* **EXERCISE GOAL**
Using the entries below, return word for word the lines from the one containing "Could you please pick out the dark" up to and including the last.
┄┄┄┄┄┄┄┄┄┄
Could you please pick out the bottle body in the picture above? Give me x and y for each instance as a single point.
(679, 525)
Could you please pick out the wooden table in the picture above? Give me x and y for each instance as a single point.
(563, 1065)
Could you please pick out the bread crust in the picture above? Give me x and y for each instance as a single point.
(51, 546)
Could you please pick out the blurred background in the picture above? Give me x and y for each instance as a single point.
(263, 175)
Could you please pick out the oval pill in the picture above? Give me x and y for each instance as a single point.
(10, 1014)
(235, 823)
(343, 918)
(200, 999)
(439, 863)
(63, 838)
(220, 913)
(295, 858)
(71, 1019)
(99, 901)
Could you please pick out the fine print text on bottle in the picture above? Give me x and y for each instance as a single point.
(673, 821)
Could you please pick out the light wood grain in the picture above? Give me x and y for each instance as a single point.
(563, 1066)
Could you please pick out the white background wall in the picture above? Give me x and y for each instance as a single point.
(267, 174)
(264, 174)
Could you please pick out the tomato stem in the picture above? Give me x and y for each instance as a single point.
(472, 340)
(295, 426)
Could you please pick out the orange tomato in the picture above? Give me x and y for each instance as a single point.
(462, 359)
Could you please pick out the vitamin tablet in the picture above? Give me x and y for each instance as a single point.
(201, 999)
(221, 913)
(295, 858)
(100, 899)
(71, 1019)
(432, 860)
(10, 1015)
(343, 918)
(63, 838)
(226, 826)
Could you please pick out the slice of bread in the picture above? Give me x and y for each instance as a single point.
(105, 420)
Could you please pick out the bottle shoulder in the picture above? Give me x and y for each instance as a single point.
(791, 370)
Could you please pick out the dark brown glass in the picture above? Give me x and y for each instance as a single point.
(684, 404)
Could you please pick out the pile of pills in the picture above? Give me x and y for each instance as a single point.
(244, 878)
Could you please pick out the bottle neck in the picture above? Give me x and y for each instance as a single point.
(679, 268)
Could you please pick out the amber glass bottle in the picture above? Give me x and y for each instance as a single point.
┄┄┄┄┄┄┄┄┄┄
* **RESPONSE**
Could you please pick out the dark brown glass in the picture above? Give me x and y for each instance as a single point.
(684, 404)
Could you please pick out the pile of pills in the picture above? Give me x and y for each instance as a single point.
(244, 878)
Could you please pick out the bottle neck in the picture above? Give me x and y for each instance as a single point.
(679, 268)
Could you please pick out the amber glass bottle in the picture above? Give me x and y for each instance as a single point.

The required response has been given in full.